_Directive_
Convert the item lines below, from the line containing "stadium scoreboard shown" through the final line, into a JSON list of strings with one string per line, leaving out blank lines.

:::::

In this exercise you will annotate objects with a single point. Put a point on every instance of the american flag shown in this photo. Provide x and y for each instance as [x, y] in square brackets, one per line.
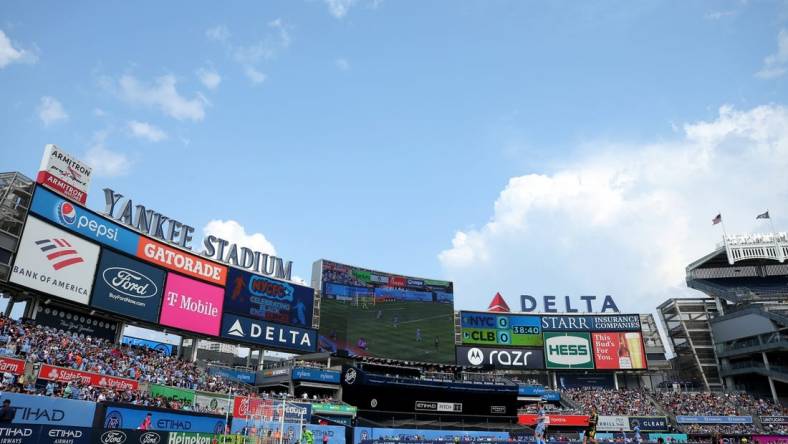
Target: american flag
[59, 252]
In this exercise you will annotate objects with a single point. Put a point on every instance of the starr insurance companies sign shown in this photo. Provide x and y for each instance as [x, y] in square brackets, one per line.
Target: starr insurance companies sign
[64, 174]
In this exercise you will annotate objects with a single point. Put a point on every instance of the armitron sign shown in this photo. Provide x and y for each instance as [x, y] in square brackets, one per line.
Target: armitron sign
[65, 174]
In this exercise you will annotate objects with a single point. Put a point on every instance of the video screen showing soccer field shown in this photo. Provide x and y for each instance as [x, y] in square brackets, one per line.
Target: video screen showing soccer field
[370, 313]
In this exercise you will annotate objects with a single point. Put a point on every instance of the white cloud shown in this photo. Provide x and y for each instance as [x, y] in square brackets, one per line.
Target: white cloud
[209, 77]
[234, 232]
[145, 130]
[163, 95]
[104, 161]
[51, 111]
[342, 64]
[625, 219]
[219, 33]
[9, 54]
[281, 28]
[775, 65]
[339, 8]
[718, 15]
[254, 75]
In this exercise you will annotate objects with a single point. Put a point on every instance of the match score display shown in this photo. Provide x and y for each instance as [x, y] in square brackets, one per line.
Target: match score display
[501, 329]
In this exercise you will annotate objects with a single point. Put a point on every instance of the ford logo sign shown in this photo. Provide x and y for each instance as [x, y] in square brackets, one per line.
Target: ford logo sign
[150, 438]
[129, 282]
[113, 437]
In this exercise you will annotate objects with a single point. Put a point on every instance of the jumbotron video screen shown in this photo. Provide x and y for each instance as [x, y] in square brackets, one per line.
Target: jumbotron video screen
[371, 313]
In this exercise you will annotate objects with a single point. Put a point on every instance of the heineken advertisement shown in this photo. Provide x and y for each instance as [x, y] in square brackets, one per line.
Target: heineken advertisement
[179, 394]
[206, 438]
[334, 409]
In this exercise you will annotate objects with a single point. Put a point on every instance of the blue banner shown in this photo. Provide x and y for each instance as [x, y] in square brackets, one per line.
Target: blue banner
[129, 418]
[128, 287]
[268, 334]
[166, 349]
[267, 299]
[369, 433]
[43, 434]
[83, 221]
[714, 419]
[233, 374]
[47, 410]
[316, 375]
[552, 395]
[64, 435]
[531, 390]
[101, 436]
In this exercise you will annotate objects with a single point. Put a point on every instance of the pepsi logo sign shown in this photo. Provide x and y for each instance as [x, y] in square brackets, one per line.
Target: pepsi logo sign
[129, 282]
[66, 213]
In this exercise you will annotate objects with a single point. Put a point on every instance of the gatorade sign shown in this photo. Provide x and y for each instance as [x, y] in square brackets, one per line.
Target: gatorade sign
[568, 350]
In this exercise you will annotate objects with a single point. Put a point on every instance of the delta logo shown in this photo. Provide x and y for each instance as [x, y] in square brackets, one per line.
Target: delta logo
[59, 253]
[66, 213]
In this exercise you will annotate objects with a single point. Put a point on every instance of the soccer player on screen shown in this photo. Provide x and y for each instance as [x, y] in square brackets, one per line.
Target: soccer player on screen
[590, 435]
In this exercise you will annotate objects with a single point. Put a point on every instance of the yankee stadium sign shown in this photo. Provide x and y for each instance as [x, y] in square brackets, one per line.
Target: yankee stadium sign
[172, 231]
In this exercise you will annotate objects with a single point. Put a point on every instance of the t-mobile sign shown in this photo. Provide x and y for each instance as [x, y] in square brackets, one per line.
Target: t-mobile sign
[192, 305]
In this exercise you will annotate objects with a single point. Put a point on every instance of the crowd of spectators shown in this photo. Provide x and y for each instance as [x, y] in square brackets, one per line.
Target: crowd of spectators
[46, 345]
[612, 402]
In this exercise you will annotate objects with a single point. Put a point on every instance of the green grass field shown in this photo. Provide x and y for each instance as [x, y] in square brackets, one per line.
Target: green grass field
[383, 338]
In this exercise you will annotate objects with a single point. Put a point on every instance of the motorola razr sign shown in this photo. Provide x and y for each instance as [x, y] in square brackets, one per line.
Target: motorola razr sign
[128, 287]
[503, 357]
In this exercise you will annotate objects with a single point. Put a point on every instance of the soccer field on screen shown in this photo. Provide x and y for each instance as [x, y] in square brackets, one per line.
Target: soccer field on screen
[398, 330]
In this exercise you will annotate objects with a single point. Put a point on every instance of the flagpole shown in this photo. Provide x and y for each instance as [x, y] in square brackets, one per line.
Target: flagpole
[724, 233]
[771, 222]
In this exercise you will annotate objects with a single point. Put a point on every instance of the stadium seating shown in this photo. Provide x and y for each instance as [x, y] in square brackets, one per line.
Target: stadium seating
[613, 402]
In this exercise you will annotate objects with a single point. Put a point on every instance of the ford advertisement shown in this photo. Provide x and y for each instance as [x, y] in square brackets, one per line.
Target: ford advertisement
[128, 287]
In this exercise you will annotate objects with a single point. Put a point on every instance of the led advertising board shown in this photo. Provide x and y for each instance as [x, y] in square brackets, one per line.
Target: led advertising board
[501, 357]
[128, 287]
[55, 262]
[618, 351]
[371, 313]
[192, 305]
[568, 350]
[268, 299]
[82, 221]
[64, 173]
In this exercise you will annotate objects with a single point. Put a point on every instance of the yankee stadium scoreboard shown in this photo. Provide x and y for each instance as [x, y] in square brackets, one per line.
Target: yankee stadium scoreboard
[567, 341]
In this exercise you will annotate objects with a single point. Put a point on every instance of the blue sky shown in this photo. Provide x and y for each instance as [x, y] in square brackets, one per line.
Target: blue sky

:::::

_Reply_
[
  "In this exercise you will annotate objects with a single point. Put a point on every instance of the yankee stadium scoreboard shown in this photo. Provide x and y for each instance as [x, y] in square brackets, one per line.",
  "Target: yankee stadium scoreboard",
  "[567, 341]",
  "In this exercise you will annotate objects with a single point. Put a point on every instance of the blue sky shown in this photo. Provide x and y for each instance as [x, y] in square brackets, one per line.",
  "Target: blue sky"
]